[Document extract]

+++

Published:24 Feb 2021, 01:19 PM

Who Knew Israel Was Kidnapping Syrian Shepherds?


I’m lucky I’m not a Syrian shepherd living near the border with the State of Israel. Because if I were a Syrian shepherd on the Golan Heights, I might not return home at the end of a day’s work. I might leave the village in the morning with my sheep or goats, and while I was sitting on some rock and playing the flute (if that’s still in fashion in the trade), representatives of the strongest power in the Middle East would “pluck” me – in the words of Or Heller, the military correspondent on TV’s Channel 13. Just like that, as though I were a flower. What that means, for anyone who didn’t understand, is that they would arrest me and take me to a prison in Israel.

In other words, not only am I a flower, I am an unprotected species of flower. My wife and children wouldn’t understand why Dad didn’t come home for supper, and worry. Or not. Maybe they’re actually used to it. Maybe it’s a known risk of the profession in this region. Stonecutters risk diseases of the respiratory system and shepherds risk imprisonment in Israel. So maybe my family saw that I didn’t return and the eldest said to the youngest: “The Israeli army plucked Dad again.”

+++

[Study material]
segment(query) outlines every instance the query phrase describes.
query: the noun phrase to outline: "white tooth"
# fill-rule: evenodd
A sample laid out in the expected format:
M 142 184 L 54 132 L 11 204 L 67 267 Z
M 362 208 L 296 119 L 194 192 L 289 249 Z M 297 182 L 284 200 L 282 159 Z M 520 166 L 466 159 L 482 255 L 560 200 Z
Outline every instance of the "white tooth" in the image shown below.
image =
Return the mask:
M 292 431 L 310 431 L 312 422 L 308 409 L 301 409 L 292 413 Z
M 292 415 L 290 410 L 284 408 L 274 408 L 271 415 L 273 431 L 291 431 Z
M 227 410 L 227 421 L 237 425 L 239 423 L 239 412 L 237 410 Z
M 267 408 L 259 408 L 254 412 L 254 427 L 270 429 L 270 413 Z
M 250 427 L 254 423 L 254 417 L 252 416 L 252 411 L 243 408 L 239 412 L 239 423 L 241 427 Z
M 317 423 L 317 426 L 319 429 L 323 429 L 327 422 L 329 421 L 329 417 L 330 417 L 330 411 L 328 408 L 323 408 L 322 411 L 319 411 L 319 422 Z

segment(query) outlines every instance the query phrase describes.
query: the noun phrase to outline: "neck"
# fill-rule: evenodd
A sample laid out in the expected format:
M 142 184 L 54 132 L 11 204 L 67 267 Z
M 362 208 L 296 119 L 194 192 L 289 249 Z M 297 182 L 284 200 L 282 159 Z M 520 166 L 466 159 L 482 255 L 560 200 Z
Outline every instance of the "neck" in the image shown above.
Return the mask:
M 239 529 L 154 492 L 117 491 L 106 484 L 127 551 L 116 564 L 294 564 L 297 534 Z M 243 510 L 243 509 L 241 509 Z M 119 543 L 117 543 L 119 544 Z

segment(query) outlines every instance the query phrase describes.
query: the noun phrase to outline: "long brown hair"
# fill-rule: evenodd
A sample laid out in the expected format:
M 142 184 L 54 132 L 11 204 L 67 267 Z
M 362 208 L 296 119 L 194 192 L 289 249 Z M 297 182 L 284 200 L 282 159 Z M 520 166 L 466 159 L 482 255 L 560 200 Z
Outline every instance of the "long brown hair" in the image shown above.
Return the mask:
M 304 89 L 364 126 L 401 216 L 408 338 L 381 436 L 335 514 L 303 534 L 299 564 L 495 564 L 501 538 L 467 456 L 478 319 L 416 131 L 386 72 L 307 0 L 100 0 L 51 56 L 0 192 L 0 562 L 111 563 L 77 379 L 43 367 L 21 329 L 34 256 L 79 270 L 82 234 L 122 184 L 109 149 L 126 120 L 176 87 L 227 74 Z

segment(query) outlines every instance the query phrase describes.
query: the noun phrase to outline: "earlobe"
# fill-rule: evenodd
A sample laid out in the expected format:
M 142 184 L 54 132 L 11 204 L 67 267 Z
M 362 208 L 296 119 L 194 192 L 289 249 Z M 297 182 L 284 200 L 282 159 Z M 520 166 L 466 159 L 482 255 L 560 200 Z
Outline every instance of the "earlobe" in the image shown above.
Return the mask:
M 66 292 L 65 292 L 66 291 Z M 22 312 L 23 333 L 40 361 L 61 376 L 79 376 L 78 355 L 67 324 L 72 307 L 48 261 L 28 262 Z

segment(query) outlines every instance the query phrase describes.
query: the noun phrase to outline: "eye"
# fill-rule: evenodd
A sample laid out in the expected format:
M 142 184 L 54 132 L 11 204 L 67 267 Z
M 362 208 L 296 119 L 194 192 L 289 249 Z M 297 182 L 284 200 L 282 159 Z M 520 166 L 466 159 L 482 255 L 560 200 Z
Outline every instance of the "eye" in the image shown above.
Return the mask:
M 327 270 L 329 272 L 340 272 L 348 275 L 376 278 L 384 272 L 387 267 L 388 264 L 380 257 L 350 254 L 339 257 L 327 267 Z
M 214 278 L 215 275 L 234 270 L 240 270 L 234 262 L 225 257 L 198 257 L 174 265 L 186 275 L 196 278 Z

+++

[What to work on]
1 – Do these statements agree with the column about Syrian shepherds? (a) The military correspondent quoted in it works for Channel 13. (b) It says stonecutters risk imprisonment in Israel. (c) Its writer is a Syrian shepherd. Answer yes or no for each and quote the deciding words.
2 – Transcribe the column about Syrian shepherds from "Who Knew Israel" to "prison in Israel.".

[Response list]
1 –
(a) Yes: "Or Heller, the military correspondent on TV’s Channel 13"
(b) No: "Stonecutters risk diseases of the respiratory system and shepherds risk imprisonment in Israel."
(c) No: "I’m lucky I’m not a Syrian shepherd living near the border with the State of Israel."

2 –
Who Knew Israel Was Kidnapping Syrian Shepherds?


I’m lucky I’m not a Syrian shepherd living near the border with the State of Israel. Because if I were a Syrian shepherd on the Golan Heights, I might not return home at the end of a day’s work. I might leave the village in the morning with my sheep or goats, and while I was sitting on some rock and playing the flute (if that’s still in fashion in the trade), representatives of the strongest power in the Middle East would “pluck” me – in the words of Or Heller, the military correspondent on TV’s Channel 13. Just like that, as though I were a flower. What that means, for anyone who didn’t understand, is that they would arrest me and take me to a prison in Israel.